Description of the task: Start with the line containing "mirror, that would help a great deal." and write out each line through the end of the listing, exactly as given.
==== Data provided ====
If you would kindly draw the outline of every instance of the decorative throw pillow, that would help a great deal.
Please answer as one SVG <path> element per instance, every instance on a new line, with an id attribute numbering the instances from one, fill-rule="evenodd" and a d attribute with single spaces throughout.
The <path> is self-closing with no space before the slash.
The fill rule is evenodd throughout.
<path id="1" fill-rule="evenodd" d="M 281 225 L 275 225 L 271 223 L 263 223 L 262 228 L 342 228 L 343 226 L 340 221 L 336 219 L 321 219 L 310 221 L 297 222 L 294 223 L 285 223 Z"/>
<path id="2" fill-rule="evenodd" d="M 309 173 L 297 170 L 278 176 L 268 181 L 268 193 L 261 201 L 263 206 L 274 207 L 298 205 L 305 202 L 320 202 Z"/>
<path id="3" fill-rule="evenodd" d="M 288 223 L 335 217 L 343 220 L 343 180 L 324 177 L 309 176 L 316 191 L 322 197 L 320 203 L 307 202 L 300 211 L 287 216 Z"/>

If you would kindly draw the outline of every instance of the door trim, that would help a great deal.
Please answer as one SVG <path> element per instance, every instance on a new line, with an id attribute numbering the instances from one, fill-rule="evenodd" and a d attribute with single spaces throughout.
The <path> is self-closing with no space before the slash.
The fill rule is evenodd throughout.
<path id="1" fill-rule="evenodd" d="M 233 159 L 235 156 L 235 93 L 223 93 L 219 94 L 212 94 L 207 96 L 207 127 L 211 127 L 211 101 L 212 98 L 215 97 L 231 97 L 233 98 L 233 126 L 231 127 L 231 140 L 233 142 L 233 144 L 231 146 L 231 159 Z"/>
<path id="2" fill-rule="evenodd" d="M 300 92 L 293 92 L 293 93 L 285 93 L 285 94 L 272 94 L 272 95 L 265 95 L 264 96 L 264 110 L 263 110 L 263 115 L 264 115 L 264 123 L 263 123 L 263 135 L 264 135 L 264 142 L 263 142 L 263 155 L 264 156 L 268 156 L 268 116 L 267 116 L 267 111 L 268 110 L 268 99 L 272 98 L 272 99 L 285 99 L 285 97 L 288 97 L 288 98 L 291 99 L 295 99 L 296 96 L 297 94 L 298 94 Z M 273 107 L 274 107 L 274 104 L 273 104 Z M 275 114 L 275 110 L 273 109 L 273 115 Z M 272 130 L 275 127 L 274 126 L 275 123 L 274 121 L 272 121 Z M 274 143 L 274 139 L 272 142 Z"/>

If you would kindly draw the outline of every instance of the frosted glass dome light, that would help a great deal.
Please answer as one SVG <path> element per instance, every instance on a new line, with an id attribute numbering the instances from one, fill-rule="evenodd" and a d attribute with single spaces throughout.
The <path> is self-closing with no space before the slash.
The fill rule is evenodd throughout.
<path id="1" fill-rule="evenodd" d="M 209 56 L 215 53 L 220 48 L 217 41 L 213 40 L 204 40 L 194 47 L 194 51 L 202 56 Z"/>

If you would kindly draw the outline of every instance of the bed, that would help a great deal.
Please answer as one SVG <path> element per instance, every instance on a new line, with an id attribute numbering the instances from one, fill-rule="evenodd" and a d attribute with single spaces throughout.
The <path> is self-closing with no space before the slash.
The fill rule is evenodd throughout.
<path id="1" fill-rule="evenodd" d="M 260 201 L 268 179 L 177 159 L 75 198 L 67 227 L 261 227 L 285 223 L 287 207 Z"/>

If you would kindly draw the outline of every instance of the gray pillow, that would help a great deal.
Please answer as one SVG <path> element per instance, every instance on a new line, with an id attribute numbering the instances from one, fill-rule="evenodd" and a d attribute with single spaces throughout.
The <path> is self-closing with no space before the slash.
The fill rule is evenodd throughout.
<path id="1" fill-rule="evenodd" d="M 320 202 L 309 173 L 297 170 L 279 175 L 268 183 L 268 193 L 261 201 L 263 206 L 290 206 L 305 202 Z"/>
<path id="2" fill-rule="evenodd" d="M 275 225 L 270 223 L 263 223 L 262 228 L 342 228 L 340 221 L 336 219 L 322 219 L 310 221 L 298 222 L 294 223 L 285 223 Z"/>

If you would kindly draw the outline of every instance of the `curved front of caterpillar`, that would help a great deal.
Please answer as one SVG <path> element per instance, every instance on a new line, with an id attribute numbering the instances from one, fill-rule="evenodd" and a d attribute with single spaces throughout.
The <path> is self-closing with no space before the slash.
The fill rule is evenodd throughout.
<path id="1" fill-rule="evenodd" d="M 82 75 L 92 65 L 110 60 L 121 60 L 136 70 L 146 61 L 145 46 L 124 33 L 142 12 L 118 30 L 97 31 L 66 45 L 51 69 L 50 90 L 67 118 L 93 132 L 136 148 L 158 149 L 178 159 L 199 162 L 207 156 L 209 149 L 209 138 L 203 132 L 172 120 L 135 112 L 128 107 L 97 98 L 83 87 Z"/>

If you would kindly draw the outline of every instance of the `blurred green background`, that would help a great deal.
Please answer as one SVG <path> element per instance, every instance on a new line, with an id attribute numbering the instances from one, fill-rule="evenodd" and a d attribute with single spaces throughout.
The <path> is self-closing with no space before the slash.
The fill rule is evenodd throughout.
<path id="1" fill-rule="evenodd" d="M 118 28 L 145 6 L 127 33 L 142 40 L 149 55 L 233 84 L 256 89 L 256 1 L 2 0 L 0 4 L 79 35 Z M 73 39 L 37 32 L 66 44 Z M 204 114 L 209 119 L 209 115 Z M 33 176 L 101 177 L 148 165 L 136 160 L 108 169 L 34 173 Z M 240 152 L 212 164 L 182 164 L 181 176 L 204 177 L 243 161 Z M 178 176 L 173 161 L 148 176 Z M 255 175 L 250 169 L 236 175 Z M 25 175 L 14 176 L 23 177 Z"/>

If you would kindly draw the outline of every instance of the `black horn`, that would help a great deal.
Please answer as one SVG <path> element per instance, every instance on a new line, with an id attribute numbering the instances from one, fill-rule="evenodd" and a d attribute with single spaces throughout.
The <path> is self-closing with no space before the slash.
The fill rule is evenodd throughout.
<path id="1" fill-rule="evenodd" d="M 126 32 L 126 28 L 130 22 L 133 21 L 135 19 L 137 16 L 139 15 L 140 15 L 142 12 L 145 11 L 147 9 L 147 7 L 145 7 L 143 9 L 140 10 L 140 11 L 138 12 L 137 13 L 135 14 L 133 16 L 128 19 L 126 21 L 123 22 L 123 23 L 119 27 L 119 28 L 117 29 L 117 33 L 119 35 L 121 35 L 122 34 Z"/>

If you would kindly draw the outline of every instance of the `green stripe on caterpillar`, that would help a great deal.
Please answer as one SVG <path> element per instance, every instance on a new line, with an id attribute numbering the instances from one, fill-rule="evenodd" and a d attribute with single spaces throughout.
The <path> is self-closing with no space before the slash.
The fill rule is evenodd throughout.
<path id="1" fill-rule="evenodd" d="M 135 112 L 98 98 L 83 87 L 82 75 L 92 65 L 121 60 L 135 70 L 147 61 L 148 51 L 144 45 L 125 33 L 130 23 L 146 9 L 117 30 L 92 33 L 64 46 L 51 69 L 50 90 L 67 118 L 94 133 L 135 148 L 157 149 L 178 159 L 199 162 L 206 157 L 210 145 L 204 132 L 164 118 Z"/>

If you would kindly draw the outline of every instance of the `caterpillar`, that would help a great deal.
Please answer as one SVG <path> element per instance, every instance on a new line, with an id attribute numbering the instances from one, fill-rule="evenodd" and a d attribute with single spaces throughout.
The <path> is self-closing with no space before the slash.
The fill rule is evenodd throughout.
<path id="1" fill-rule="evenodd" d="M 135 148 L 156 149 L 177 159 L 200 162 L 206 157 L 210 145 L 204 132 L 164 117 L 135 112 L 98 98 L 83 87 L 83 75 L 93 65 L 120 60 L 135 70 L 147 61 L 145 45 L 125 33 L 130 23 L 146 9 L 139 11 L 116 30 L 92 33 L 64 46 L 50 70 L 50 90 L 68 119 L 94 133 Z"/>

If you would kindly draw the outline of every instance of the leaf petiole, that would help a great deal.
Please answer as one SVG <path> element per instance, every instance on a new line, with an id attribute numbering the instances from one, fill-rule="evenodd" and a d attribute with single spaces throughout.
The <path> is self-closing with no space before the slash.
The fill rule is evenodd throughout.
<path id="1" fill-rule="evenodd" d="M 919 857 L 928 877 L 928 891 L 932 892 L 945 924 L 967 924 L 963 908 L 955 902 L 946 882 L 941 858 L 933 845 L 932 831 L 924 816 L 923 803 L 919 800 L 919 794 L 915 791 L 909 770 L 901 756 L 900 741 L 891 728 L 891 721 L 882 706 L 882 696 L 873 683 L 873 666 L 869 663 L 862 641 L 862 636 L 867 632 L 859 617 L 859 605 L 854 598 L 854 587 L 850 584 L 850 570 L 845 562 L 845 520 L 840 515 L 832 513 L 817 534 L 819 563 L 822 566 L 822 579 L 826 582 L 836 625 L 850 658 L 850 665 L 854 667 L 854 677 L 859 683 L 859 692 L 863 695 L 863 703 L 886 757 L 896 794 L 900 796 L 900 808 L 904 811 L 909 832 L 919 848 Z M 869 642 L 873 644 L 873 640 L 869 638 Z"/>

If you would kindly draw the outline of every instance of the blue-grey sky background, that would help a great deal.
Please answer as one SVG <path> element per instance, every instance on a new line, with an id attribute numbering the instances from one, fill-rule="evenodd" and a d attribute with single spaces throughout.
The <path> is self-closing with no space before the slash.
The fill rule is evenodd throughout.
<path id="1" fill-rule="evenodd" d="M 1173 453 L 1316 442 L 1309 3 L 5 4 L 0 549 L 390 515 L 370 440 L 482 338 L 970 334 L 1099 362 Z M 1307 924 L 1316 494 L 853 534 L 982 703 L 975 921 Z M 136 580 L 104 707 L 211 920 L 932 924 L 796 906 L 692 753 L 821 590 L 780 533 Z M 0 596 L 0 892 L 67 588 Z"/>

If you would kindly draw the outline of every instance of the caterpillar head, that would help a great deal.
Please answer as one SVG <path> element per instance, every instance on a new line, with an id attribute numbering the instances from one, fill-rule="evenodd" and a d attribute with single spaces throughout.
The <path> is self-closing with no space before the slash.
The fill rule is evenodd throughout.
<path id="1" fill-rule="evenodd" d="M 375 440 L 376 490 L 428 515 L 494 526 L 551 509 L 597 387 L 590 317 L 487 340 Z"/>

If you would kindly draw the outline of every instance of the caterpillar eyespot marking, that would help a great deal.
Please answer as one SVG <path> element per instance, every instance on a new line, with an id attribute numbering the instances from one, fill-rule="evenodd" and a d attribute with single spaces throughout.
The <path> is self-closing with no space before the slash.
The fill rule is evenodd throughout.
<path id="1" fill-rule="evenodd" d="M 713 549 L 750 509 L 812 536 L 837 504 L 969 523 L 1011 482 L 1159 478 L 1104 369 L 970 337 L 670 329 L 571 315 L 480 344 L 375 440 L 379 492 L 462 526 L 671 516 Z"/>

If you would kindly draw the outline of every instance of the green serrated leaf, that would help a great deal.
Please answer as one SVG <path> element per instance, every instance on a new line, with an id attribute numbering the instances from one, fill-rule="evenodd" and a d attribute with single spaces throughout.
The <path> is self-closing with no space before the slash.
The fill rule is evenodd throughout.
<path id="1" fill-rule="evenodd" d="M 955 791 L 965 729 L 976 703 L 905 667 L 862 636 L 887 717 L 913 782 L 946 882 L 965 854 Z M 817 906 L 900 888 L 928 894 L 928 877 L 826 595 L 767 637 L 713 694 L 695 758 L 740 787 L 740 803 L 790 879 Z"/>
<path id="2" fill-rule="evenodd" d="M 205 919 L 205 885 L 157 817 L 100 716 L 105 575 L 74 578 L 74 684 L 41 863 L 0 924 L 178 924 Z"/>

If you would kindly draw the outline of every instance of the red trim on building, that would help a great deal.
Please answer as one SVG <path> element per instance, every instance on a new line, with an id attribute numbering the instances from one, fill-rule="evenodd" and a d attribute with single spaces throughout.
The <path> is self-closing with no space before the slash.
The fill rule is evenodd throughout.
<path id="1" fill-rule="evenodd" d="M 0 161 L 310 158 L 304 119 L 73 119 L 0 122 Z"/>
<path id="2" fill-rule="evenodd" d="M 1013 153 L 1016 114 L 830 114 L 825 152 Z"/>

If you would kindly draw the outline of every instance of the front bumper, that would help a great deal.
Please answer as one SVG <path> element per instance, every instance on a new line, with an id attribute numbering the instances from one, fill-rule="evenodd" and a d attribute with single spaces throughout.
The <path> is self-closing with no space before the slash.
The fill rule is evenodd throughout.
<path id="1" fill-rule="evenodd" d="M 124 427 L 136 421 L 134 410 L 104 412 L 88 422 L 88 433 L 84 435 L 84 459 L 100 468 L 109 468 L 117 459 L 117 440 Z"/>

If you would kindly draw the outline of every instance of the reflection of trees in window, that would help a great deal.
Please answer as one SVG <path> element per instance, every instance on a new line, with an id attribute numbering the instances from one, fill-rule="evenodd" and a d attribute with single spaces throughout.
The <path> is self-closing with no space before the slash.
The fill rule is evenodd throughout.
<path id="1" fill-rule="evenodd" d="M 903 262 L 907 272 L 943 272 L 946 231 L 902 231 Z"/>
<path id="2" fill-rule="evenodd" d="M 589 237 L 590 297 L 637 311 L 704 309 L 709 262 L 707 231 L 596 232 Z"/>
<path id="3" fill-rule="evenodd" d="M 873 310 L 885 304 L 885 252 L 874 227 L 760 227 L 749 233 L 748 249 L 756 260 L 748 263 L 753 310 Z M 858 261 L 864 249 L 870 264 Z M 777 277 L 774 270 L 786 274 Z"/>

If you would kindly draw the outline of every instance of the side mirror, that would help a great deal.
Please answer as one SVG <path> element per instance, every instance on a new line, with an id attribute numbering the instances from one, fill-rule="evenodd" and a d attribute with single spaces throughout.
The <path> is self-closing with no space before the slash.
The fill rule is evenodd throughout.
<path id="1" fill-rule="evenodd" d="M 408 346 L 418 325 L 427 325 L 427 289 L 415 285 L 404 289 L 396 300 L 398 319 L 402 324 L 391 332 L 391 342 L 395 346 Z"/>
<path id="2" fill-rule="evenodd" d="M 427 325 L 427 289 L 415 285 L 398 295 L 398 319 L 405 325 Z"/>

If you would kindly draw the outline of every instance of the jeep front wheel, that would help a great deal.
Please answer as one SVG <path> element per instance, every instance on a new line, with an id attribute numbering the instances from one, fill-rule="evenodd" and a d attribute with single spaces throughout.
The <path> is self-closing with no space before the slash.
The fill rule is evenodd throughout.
====
Output of the exercise:
If you would kindly draw the outline of every instance of the side mirror, that would help a great deal.
Please answer as one SVG <path> element per instance, every instance on a new line, with an id attribute numbering the instances from one, fill-rule="evenodd" and a d attribute with single spaces throughout.
The <path> is self-closing with no space before the slash.
The fill rule is evenodd throughout.
<path id="1" fill-rule="evenodd" d="M 408 346 L 418 325 L 427 325 L 427 289 L 415 285 L 404 289 L 396 300 L 398 319 L 402 324 L 391 332 L 391 342 L 395 346 Z"/>
<path id="2" fill-rule="evenodd" d="M 427 325 L 427 289 L 415 285 L 398 295 L 398 319 L 405 325 Z"/>

If you would kindly draw the outline of every instance of the jeep front wheel, that would help a great deal.
Please answer as one SVG <path> element per instance, every instance on a new line, with an id attribute numbering the instances from one, fill-rule="evenodd" and a d attribute with single spaces throughout.
The <path> is self-closing with no space before the slash.
The fill rule is evenodd throughout.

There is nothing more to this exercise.